What the task requires:
Rewrite the listing below with "interact with" replaced by "click on" everywhere and all other text unchanged. Leave out the pictures.

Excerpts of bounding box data
+===+
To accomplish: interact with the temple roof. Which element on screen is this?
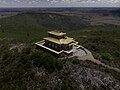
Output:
[44,37,74,44]
[48,31,66,36]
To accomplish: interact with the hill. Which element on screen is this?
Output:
[0,13,120,90]
[0,13,88,41]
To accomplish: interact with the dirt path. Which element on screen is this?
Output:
[78,53,120,73]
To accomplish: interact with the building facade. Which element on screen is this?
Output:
[35,31,78,54]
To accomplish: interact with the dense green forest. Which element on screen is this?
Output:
[0,13,120,90]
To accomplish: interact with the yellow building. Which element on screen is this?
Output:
[35,31,77,54]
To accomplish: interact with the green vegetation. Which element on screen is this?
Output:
[0,13,120,90]
[69,26,120,68]
[0,13,87,42]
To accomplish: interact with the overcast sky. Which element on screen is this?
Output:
[0,0,120,7]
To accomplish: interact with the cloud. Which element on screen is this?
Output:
[0,0,120,7]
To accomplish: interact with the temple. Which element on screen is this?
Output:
[35,31,78,54]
+===+
Solved exercise:
To accomplish: click on the temple roof. Which element on screen is this?
Output:
[44,37,74,44]
[48,31,66,36]
To accomplish: click on the hill. Which element on screen is this?
Output:
[0,13,120,90]
[0,13,88,41]
To accomplish: click on the dirt path. Which element on screen is this?
Output:
[78,53,120,73]
To accomplish: click on the building facade. Which element on screen is this?
Output:
[35,31,78,54]
To accomplish: click on the dense green forest. Which element on screen is this?
Output:
[0,13,120,90]
To accomplish: click on the yellow building. Which element on screen is this?
Output:
[35,31,77,54]
To accomplish: click on the green vegetation. Which element on screen is this?
Output:
[0,13,120,90]
[69,26,120,68]
[0,13,87,42]
To accomplish: click on the overcast sky. Which element on screen is this?
Output:
[0,0,120,7]
To accomplish: click on the cloud. Which element on screen is this?
Output:
[0,0,120,7]
To accomplish: click on the temple. Which element on screen is this?
Output:
[35,31,78,54]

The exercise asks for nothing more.